◆ **取り組み課題**
a. GM破綻の文章に出てくる「○月○日」の形の日付を、登場順にすべて挙げよ。
b. GM破綻の文章の最後の文に続けて、その先を書き継げ。

◆ **抜粋文**
****
「オバマにはもう投票しない」――コロラド州デンバーの電気技師クリス・クローさん(50)は怒りに声を震わせた。世界最大の自動車メーカー、ゼネラル・モーターズ(GM)の経営破綻が秒読みに入った5月21日、GMの社債保有者グループ「60プラスボンドホルダーズ」がワシントンで開いた集会では、オバマ大統領への不信感が渦巻いていた。
GMは6月1日に連邦破産法第11条(通称チャプター11)を申請。オバマ政権は、即座にGMを実質国有化し、最大500億ドルの税金を注ぎ込んで救済する決断をした。というよりも、巨大化しすぎたGMを身請けできるのは政府しかなかったのだ。早い段階から救済の姿勢を示し、環境を整え、金融市場(ウォールストリート)への影響を最小限に抑えたオバマ政権を評価する声は少なくない。
しかし、その陰で、クローさんのような個人投資家や、中小の販売ディーラー、欠陥車訴訟原告ら「普通の人々」には、割り切れない思いを残した。「ウォールストリートからメインストリートへ」をスローガンに、富裕層よりも、普通の町に住む、普通の人々を重視する政策を打ち出して当選したオバマ大統領。「メインストリート」の人々を切り捨てた代償は小さくないはずだ。
労働組合優遇の債務削減案
4月下旬、GMのヘンダーソン最高経営責任者(CEO)は、経営を圧迫する巨額の債務を圧縮するため、「債務の株式化」を柱とする自主再建案を提示した。その上で「5月26日までに関係者の賛同が得られなければ、法的整理を選択せざるを得ない」と、債権者に「株式化への合意か、破綻か」の二者択一を迫った。
****
◆ **提供資料**
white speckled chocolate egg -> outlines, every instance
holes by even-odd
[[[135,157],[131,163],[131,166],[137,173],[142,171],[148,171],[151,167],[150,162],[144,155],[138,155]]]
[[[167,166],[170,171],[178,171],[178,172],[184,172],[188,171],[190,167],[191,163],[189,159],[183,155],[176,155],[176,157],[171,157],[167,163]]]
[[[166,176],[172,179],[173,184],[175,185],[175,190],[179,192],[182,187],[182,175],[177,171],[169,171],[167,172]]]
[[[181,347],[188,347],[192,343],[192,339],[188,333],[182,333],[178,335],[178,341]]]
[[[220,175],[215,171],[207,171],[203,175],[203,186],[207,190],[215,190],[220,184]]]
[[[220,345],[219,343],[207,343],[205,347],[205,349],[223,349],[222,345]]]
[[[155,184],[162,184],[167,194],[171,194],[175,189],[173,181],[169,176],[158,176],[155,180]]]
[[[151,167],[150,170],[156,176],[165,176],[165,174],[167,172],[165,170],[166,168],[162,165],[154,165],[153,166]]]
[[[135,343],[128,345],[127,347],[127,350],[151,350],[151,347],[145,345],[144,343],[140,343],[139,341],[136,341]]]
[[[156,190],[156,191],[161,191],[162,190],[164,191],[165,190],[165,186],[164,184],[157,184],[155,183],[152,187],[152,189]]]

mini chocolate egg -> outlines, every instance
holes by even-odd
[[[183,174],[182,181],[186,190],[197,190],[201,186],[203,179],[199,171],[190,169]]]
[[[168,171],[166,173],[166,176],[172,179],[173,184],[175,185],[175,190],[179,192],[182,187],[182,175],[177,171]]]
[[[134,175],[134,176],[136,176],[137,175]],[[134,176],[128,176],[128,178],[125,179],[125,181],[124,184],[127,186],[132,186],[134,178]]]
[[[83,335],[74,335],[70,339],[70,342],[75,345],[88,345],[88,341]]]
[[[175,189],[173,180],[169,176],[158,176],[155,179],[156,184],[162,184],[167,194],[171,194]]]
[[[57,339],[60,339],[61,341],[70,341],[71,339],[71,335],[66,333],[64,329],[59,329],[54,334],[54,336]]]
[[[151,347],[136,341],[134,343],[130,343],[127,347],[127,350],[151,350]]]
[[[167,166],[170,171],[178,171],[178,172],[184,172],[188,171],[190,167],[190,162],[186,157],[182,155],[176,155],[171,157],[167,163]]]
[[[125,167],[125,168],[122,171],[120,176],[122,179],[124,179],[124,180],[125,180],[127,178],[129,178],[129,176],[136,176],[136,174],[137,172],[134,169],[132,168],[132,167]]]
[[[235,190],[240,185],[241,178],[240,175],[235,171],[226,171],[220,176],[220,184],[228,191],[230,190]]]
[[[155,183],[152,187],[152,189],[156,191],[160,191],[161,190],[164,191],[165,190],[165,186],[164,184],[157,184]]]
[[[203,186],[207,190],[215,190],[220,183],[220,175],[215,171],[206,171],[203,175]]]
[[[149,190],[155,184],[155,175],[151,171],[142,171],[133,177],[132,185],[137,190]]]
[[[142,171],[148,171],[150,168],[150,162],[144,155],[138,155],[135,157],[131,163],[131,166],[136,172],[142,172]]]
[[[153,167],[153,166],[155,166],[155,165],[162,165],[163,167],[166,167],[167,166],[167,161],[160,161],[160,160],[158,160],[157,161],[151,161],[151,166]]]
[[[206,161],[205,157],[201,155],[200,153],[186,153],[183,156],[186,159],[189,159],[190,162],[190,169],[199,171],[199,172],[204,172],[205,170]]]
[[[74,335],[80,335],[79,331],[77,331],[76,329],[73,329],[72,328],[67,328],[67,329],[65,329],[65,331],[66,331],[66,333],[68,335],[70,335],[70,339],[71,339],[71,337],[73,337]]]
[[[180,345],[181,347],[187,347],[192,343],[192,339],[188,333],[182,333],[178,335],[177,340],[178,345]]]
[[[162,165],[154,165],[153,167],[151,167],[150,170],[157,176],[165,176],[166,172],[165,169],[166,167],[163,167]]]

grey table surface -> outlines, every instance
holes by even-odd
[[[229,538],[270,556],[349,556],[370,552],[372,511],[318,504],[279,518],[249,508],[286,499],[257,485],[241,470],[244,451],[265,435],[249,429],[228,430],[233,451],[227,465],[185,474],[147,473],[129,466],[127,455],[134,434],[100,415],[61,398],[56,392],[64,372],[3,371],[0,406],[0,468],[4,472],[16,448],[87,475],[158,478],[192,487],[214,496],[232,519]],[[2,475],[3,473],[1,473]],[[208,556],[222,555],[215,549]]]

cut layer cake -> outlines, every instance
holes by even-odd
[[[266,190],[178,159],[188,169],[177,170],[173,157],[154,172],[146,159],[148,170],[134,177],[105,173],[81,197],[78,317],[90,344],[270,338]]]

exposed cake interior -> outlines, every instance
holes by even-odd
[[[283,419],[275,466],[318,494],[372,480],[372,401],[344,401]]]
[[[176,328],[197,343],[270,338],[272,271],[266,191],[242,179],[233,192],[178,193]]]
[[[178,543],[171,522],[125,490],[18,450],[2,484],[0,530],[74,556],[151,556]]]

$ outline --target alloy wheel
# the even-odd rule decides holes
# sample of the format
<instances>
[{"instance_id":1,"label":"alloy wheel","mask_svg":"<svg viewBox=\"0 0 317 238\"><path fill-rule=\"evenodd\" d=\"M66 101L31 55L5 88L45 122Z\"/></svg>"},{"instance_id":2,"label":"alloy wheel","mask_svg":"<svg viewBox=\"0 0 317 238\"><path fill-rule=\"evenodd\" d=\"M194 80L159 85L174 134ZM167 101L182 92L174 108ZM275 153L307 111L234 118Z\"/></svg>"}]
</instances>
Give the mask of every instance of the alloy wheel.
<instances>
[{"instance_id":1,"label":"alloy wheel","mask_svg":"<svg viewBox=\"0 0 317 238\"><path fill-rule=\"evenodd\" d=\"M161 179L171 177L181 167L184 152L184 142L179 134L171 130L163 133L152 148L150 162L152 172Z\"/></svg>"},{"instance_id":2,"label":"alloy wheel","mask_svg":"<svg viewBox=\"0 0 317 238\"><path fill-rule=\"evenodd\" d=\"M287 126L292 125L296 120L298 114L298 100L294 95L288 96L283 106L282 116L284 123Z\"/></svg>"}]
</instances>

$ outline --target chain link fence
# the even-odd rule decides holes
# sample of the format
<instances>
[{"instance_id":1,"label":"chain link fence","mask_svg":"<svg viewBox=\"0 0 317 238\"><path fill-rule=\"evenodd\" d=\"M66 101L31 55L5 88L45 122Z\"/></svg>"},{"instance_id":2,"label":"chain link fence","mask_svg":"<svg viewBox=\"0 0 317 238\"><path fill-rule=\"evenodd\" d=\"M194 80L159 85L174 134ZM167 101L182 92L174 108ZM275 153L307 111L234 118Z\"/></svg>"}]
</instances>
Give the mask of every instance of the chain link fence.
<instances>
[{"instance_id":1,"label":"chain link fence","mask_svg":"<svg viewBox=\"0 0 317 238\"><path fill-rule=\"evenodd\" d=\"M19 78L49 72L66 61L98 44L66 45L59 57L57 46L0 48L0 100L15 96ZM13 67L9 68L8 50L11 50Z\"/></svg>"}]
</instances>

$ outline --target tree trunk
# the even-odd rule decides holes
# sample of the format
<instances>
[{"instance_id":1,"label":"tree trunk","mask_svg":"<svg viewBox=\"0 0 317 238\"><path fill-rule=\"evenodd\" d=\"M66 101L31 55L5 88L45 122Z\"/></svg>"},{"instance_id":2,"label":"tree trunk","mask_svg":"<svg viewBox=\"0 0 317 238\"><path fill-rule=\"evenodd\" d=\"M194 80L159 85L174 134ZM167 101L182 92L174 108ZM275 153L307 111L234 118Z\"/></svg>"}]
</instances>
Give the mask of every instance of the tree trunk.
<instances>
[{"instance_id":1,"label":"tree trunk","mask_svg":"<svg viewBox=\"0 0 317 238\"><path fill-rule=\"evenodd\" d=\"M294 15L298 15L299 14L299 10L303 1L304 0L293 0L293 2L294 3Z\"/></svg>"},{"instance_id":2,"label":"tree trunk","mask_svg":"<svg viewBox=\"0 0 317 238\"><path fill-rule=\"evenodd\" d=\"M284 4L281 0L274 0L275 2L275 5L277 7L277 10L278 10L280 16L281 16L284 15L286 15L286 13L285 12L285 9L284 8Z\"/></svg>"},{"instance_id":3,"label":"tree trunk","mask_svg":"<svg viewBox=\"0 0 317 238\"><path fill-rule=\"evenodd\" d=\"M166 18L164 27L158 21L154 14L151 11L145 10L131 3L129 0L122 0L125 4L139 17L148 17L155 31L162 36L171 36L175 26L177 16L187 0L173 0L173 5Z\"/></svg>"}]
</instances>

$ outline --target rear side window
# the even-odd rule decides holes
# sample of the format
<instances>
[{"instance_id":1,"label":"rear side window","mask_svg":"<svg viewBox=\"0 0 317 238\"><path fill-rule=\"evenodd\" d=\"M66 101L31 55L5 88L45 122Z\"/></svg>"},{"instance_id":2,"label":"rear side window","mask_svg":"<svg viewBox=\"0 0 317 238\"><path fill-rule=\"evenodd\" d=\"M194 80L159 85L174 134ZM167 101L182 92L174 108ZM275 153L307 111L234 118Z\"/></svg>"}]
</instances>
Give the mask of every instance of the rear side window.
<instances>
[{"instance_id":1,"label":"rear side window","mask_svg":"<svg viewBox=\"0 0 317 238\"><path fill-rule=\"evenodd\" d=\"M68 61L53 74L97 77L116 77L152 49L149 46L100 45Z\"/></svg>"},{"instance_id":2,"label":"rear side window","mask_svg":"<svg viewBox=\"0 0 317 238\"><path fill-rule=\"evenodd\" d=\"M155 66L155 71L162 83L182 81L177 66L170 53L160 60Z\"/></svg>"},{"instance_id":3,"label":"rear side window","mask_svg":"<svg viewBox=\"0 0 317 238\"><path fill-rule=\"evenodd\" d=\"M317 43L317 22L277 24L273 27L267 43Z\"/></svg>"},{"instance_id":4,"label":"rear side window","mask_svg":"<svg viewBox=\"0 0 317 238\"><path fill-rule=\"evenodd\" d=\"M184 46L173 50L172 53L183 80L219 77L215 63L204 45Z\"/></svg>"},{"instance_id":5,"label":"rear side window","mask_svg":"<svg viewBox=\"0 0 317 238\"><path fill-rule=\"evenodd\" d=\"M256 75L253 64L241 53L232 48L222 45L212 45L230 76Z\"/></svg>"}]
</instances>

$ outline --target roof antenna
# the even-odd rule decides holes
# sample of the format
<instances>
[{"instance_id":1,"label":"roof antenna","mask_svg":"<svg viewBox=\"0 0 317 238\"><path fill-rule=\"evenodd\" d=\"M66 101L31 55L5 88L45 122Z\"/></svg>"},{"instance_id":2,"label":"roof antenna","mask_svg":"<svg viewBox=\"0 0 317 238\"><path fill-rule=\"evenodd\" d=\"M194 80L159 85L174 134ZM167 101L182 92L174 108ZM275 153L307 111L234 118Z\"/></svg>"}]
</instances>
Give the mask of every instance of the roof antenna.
****
◆ **課題の解答**
a. 5月21日、6月1日、5月26日

b.
具体的には、GMが発行した無担保社債など約270億ドル分の債券保有者には、新生GMの10%の株式と引き換えに100%の債権放棄を要求。その一方で、GMに約200億ドルの医療費関係債権を抱える労働組合の債権放棄比率は50%とし、新生GMの株式39%を与える内容だった。
巨大企業GMの利害関係者は莫大な数に上り、無担保社債保有者だけでも10万人に上ると言われる。小口債権者の切り捨てには、交渉相手を絞り込み、短期間で再建を一気に進めたいというホワイトハウスの思惑が透けて見えた。しかし、子どもの教育資金や、老後の生活の備えとして、なけ無しの金を注ぎ込んだ個人投資家が、労組偏重の再建計画を甘受できるはずもなかった。
期限切れ後の5月27日、自主再建案が失敗に終わったことが判明すると、政府とGMは法的整理は不可避と判断。あらかじめ主な利害関係者の同意を取りつけてから裁判所にチャプター11を申し立てるプリパッケージド・バンクラプシー(事前調整型破産手続き)へと走り出す。